__GIVEN DATA__
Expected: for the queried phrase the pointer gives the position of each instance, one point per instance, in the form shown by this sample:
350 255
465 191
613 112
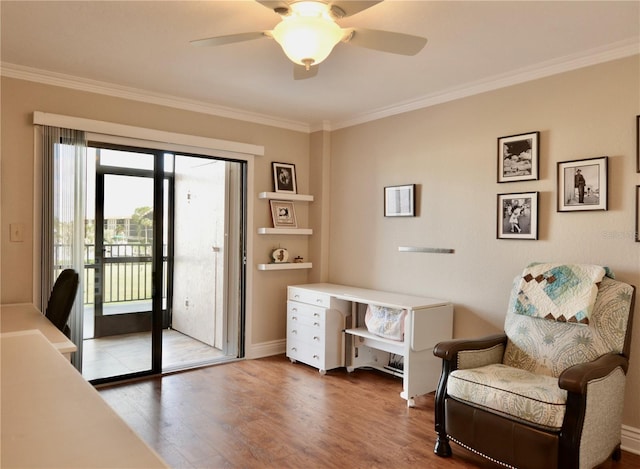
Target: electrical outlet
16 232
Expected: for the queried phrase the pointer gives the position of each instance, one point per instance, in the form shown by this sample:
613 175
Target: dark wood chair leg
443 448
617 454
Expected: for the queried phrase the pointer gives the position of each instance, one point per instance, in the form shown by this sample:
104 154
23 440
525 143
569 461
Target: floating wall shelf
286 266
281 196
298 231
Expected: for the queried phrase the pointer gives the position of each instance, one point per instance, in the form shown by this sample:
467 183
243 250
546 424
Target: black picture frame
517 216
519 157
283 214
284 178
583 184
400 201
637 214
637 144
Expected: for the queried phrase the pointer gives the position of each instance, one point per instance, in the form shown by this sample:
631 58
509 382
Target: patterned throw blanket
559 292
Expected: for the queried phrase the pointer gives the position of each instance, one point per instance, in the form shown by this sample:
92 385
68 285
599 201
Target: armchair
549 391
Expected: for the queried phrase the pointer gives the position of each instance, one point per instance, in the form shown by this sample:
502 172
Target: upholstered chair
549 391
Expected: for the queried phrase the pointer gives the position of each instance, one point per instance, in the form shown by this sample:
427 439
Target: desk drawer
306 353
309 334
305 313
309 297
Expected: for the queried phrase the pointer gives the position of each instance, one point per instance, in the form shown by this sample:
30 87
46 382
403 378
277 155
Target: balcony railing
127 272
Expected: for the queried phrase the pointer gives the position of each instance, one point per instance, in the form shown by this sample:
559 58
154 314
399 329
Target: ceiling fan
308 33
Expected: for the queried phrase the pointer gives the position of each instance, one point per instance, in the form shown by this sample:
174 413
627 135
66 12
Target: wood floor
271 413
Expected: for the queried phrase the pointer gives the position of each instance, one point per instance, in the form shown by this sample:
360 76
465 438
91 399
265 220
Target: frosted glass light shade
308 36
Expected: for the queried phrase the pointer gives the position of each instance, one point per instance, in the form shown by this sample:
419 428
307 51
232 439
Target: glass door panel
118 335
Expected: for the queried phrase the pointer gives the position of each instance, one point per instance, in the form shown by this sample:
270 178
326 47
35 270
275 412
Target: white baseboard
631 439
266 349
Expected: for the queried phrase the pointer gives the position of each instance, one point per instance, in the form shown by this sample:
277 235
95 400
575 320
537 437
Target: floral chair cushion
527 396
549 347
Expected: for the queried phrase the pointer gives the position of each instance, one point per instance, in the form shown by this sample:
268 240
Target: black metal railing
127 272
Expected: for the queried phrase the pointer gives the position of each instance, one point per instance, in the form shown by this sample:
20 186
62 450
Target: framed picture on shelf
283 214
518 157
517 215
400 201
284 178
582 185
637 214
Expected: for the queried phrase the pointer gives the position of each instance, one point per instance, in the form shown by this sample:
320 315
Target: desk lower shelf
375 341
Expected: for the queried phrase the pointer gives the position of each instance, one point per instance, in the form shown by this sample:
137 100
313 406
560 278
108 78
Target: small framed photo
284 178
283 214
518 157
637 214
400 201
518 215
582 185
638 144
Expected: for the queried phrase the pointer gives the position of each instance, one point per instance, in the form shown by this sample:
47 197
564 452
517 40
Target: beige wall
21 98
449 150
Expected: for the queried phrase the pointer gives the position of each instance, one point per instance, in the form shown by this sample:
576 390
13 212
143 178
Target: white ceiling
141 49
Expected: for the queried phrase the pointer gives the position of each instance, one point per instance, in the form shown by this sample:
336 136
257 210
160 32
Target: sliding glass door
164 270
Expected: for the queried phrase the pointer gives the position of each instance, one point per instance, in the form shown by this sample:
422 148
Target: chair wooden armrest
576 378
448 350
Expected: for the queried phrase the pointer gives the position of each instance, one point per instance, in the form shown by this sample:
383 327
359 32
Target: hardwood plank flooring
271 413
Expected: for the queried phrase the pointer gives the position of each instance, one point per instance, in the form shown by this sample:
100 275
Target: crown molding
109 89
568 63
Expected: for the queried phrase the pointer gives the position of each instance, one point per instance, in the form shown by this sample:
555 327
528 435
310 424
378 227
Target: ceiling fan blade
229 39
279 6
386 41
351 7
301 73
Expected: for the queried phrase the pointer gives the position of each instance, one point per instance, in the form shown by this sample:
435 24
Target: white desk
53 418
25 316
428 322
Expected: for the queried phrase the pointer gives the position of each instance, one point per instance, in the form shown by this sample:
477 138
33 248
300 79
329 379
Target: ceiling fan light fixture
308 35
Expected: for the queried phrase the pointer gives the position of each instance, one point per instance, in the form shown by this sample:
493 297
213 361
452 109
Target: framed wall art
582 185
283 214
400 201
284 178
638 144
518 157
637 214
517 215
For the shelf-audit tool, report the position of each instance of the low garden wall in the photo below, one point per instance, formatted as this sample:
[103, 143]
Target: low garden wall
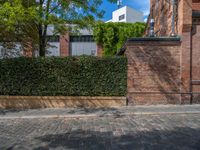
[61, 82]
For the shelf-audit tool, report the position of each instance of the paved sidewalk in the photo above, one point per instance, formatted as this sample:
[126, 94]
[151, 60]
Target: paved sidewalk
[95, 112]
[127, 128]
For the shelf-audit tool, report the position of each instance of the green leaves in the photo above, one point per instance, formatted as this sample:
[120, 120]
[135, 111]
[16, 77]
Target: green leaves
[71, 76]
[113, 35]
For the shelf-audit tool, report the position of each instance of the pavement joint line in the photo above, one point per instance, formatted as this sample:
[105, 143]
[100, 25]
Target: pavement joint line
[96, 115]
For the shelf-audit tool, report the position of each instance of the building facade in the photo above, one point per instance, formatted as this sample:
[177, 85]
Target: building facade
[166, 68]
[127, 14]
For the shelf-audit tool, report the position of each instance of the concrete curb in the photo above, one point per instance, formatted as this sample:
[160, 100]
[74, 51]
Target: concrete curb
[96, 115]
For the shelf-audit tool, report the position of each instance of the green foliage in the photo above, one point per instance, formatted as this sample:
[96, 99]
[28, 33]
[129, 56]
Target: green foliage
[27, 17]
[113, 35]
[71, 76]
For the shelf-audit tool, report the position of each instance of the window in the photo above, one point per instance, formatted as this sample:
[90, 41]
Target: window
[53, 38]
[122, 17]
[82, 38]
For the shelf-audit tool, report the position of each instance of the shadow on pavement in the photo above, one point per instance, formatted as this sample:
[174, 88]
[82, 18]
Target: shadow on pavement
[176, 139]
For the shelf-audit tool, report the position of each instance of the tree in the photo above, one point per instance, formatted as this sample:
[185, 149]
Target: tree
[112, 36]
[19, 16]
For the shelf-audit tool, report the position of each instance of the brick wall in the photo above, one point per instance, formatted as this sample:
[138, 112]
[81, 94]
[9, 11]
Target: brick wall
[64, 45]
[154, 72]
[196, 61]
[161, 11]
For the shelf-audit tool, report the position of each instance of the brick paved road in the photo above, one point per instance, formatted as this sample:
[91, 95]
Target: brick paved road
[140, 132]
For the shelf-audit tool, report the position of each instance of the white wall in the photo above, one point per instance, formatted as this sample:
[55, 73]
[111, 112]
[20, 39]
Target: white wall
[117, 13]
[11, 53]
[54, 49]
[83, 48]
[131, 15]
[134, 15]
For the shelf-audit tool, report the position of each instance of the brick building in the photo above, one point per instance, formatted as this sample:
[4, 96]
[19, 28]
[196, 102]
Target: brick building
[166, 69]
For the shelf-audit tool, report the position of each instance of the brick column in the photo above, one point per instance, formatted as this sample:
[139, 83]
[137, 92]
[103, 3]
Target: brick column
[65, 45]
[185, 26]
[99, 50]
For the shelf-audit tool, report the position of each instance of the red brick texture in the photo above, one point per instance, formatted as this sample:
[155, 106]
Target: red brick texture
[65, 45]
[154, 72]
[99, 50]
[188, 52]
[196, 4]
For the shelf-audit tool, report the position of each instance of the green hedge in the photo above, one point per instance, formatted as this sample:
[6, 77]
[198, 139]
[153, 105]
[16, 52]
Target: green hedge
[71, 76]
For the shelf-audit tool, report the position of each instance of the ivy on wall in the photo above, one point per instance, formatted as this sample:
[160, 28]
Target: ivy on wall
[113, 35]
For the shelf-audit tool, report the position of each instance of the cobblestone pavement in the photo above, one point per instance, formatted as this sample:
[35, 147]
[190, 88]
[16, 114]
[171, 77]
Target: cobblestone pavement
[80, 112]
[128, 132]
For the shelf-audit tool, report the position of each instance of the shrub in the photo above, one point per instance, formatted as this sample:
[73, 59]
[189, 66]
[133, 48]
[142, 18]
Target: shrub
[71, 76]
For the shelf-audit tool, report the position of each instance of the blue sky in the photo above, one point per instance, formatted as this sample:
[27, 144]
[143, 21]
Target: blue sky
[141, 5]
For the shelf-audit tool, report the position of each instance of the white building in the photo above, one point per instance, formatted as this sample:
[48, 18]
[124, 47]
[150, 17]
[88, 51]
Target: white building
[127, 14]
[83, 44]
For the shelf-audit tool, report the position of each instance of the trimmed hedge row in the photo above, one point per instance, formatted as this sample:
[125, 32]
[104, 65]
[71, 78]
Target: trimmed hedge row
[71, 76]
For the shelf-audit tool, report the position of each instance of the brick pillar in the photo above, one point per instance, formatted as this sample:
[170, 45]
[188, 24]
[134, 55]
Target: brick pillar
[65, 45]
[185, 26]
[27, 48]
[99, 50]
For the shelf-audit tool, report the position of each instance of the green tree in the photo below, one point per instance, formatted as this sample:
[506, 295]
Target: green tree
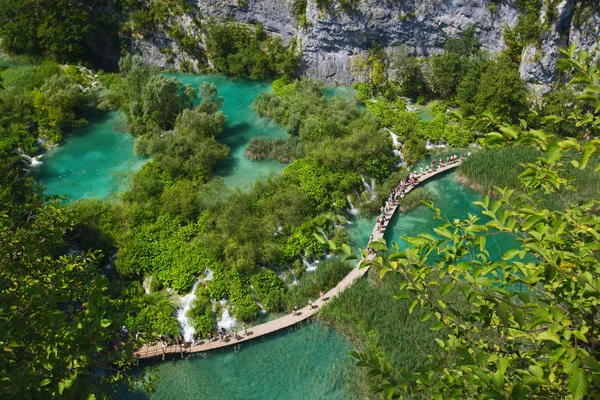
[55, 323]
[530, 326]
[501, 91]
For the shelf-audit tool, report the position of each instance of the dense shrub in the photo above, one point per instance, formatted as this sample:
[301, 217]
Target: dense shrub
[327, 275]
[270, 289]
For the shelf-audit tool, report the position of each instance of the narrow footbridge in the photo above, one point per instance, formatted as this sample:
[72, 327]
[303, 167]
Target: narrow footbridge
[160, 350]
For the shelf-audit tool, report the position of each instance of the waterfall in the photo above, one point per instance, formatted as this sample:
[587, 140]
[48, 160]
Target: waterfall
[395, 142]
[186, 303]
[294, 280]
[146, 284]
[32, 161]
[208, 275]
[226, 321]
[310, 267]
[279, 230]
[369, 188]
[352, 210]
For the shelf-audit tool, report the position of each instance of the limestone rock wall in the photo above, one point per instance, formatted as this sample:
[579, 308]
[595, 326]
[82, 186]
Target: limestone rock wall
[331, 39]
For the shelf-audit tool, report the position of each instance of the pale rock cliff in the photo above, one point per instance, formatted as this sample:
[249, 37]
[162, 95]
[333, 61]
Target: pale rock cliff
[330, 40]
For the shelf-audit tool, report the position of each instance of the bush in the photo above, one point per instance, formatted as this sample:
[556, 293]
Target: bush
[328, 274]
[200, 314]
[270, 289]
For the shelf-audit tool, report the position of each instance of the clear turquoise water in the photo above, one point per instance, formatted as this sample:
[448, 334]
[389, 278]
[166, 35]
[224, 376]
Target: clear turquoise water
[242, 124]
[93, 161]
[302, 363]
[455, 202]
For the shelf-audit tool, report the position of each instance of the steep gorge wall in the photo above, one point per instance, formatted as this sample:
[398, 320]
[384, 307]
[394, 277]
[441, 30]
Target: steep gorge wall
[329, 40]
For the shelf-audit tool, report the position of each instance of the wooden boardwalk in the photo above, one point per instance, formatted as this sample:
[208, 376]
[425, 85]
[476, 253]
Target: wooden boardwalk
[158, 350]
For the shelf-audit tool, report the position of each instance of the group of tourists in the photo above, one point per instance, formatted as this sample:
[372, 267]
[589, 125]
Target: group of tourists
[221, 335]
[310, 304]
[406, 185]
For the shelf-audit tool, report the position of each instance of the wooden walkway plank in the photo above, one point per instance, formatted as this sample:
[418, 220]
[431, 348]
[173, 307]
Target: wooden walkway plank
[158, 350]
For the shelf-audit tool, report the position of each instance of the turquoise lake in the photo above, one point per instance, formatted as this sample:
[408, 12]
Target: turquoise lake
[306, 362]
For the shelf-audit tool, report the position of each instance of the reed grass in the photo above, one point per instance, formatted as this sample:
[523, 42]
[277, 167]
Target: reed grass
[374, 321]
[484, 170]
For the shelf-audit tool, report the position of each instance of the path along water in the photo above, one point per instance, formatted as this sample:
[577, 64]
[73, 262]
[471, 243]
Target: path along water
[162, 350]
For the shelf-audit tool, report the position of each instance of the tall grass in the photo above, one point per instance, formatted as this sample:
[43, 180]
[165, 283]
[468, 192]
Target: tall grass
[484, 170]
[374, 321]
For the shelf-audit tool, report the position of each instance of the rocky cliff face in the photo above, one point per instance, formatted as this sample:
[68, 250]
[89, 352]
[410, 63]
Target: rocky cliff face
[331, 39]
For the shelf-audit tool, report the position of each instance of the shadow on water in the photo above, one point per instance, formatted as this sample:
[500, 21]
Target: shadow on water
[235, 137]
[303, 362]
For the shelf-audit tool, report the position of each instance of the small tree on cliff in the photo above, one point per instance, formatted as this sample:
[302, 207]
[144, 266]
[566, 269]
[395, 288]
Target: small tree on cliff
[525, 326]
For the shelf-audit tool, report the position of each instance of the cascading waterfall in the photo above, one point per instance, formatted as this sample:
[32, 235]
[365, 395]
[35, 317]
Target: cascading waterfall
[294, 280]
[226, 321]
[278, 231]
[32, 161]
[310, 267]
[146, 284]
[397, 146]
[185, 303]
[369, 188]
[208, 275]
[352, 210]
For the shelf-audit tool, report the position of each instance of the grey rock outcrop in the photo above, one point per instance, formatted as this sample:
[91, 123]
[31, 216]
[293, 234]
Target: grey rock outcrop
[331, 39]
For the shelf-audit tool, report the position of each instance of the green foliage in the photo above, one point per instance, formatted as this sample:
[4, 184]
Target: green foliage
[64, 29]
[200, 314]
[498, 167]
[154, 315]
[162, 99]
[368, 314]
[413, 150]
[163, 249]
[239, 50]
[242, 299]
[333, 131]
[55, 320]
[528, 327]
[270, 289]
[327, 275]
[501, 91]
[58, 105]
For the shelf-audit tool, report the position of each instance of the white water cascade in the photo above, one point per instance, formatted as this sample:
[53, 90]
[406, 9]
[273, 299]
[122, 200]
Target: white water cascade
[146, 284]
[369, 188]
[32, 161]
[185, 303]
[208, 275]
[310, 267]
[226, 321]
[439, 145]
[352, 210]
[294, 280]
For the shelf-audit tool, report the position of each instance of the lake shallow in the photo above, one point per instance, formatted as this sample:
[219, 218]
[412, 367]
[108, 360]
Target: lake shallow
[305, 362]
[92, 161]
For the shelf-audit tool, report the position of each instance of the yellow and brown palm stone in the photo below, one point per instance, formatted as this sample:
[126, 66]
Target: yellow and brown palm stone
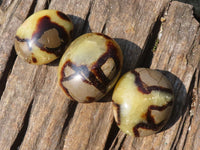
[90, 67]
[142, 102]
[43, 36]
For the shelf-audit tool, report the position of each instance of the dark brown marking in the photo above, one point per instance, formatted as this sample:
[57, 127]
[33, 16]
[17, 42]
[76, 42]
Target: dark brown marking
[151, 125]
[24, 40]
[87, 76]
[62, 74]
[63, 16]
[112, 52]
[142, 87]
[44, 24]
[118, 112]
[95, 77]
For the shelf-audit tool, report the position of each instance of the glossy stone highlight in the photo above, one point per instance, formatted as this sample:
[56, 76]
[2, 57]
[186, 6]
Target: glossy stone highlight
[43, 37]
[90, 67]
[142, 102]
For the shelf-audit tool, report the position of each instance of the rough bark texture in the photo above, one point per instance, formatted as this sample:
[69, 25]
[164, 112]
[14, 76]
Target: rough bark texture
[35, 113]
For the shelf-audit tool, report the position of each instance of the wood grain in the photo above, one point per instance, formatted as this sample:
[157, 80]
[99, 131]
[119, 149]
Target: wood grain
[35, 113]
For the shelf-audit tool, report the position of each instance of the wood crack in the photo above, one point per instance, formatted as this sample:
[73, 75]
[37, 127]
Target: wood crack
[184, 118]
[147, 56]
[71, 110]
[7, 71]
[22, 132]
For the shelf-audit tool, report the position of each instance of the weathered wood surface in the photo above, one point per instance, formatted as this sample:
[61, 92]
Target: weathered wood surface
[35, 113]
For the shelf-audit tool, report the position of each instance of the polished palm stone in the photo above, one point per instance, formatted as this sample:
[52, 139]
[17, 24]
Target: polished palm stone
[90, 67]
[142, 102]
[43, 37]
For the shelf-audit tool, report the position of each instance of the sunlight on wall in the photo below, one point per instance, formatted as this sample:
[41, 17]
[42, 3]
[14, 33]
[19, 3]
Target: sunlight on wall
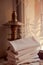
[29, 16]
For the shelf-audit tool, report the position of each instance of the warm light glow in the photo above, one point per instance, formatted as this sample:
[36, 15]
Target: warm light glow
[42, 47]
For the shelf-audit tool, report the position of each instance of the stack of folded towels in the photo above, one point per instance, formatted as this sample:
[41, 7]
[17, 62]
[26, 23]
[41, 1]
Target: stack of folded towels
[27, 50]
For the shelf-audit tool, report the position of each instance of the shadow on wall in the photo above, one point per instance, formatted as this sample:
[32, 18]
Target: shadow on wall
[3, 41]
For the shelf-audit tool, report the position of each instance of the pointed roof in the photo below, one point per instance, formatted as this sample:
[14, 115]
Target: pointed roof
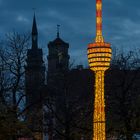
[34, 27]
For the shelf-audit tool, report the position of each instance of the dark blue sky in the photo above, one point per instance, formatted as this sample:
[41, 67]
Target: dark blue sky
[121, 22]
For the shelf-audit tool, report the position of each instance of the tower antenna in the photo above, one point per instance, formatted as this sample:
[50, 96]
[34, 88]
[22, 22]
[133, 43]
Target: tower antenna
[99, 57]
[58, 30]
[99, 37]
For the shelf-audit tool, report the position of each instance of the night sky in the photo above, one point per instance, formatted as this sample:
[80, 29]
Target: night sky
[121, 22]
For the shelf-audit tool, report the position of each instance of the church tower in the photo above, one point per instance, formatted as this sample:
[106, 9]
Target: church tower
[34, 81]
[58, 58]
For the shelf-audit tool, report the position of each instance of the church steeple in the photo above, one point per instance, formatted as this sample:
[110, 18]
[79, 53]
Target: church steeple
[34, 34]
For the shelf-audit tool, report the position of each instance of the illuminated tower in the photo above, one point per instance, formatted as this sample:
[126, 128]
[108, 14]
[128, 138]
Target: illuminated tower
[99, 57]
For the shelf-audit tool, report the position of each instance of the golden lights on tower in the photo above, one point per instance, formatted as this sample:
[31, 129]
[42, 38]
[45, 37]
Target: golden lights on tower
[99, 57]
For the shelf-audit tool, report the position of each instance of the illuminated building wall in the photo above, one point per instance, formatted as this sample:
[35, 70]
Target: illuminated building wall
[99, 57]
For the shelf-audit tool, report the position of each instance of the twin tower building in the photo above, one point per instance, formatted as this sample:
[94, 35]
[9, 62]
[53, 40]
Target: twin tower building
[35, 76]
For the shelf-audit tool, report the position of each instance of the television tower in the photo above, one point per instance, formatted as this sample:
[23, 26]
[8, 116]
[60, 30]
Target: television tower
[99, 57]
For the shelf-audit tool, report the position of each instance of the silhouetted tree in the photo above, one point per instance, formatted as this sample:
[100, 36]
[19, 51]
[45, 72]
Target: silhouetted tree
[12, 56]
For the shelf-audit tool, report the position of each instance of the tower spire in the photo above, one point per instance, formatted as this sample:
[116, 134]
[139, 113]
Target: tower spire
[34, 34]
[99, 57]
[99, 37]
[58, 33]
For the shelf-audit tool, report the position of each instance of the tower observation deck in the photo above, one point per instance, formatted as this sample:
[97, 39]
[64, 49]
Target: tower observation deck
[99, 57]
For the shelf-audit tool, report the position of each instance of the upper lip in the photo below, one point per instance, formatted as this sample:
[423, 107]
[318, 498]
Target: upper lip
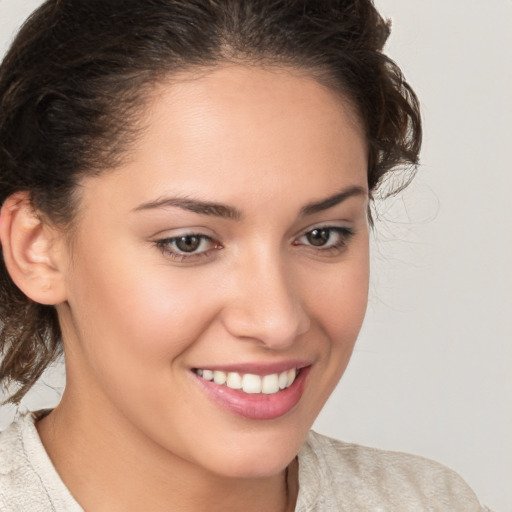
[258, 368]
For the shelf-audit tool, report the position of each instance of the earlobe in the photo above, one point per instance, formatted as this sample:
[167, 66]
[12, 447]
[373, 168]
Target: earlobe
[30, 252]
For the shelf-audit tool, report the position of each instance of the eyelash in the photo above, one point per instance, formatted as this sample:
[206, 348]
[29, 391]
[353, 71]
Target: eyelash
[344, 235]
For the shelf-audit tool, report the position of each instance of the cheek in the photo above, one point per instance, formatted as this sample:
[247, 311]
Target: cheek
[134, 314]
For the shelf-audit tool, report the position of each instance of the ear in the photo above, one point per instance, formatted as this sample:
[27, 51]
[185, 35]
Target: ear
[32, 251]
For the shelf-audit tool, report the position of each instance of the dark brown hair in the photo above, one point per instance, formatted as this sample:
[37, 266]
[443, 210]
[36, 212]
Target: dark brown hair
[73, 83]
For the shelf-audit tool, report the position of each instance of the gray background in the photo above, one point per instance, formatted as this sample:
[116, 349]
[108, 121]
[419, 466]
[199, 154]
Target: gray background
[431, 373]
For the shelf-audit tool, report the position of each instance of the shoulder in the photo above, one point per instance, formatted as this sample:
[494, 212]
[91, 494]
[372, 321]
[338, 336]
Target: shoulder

__YOUR GOAL__
Identify each line in the records above containing the word "shoulder"; copy those lines.

__EXERCISE SOLUTION__
For the shelf-audit tool, report the position of each instance of the shoulder in the photo above, one point per instance, formatted as this sample:
Target: shoulder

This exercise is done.